── Supplied records

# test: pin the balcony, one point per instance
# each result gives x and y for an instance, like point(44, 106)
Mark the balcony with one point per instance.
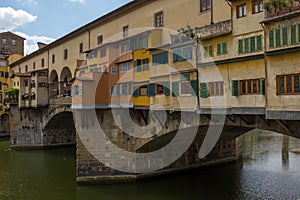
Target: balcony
point(214, 30)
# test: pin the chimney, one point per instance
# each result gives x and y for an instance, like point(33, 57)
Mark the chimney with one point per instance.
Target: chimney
point(41, 45)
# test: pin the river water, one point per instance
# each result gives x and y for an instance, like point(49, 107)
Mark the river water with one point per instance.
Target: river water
point(269, 170)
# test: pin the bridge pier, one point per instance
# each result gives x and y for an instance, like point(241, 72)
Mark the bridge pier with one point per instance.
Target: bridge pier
point(91, 170)
point(39, 128)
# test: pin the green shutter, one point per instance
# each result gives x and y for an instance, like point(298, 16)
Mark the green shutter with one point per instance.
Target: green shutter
point(167, 88)
point(262, 86)
point(175, 89)
point(203, 90)
point(235, 87)
point(151, 89)
point(271, 39)
point(219, 49)
point(252, 44)
point(284, 41)
point(277, 37)
point(224, 48)
point(293, 34)
point(241, 46)
point(259, 43)
point(194, 87)
point(135, 91)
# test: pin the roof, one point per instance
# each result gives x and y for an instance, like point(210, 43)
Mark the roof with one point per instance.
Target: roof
point(8, 32)
point(101, 20)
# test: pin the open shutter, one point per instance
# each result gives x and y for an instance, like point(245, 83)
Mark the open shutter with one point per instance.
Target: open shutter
point(262, 86)
point(175, 89)
point(235, 88)
point(167, 88)
point(203, 90)
point(135, 91)
point(194, 87)
point(151, 89)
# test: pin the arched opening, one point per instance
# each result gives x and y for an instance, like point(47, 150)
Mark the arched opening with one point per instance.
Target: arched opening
point(53, 84)
point(60, 129)
point(65, 77)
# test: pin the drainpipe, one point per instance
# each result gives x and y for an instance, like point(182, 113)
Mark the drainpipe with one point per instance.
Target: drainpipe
point(266, 64)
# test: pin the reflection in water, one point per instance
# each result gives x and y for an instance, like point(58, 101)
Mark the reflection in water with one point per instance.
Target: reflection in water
point(269, 171)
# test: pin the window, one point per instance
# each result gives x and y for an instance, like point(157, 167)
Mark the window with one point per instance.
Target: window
point(241, 11)
point(42, 84)
point(250, 45)
point(288, 84)
point(125, 67)
point(205, 5)
point(257, 6)
point(65, 54)
point(160, 89)
point(141, 65)
point(53, 58)
point(160, 58)
point(43, 62)
point(114, 71)
point(159, 19)
point(100, 39)
point(182, 54)
point(143, 90)
point(103, 52)
point(216, 88)
point(81, 48)
point(125, 46)
point(125, 31)
point(208, 51)
point(253, 86)
point(222, 48)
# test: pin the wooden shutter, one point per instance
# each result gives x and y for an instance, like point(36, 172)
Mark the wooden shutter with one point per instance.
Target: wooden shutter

────

» Work to complete:
Copy every one of the lines above word for word, leaving out the pictures.

» Complete output:
# test: pin the balcony, one point per instance
# each result gives x and y for an instance, like point(44, 106)
Mark the balcony with one point per instance.
Target: balcony
point(214, 30)
# test: pin the chimney, one point per instance
# each result gives x and y for an instance, like point(33, 57)
Mark the chimney with one point per instance.
Target: chimney
point(41, 45)
# test: pin the river water, one point per instance
# each result gives x and y for an instance, like point(49, 107)
Mark the river water with one point per instance.
Target: river water
point(269, 170)
# test: pin the bridge pier, one point per instance
# each result gives x and y for an instance, like point(241, 72)
Mark the bridge pier with one point per instance.
Target: bridge pier
point(91, 170)
point(39, 128)
# test: pin the green shutter, one point per instance
# each result gives x and y for an instance, like point(298, 16)
Mark the green shutter with one point per instance.
Target: green shutter
point(167, 88)
point(262, 86)
point(175, 89)
point(203, 90)
point(235, 87)
point(151, 89)
point(271, 39)
point(219, 49)
point(252, 44)
point(284, 41)
point(277, 37)
point(224, 48)
point(293, 34)
point(241, 46)
point(259, 43)
point(194, 87)
point(135, 91)
# test: pin the roof, one point per instance
# each result gives x and y for an instance, like point(210, 43)
Mark the roof with one point per instance.
Target: roof
point(8, 32)
point(101, 20)
# test: pin the open shutter, one point per instance
# each result gives x and y for an instance, like point(245, 83)
Mark the open shutter with one point per instance.
Target: open shutter
point(262, 86)
point(175, 89)
point(235, 88)
point(167, 88)
point(203, 90)
point(135, 91)
point(194, 87)
point(151, 89)
# test: pin the arched opening, one point per instance
# each result gives x and y for an instance, like point(47, 150)
Mark the arched opening with one point per instance.
Target: arched opening
point(53, 84)
point(60, 129)
point(65, 77)
# test: pin the drainpipe, one point per instance
# each result gives x and y for an instance, like point(182, 113)
Mark the drainpipe with one point per instance.
Target: drainpipe
point(266, 64)
# test: pin the reflection in water, one point per instance
# each result gives x and y for an instance, like point(58, 101)
Mark the reflection in water with one point per instance.
Target: reflection in water
point(269, 171)
# test: pin the window, one point per instance
# each result gives x and y for an instance, like point(157, 167)
Mark the window with one point per instance.
Target: window
point(241, 11)
point(42, 84)
point(250, 45)
point(288, 84)
point(125, 67)
point(205, 5)
point(257, 6)
point(65, 54)
point(160, 89)
point(141, 65)
point(53, 58)
point(160, 58)
point(43, 62)
point(114, 71)
point(159, 19)
point(100, 39)
point(182, 54)
point(143, 90)
point(103, 52)
point(216, 88)
point(81, 48)
point(125, 46)
point(125, 31)
point(208, 51)
point(253, 86)
point(222, 48)
# test: pin the wooden shutter, one point per instance
# each result gives x and y for an instance, like point(36, 172)
Mark the wooden shutter with one point per instance.
Target: wooden shutter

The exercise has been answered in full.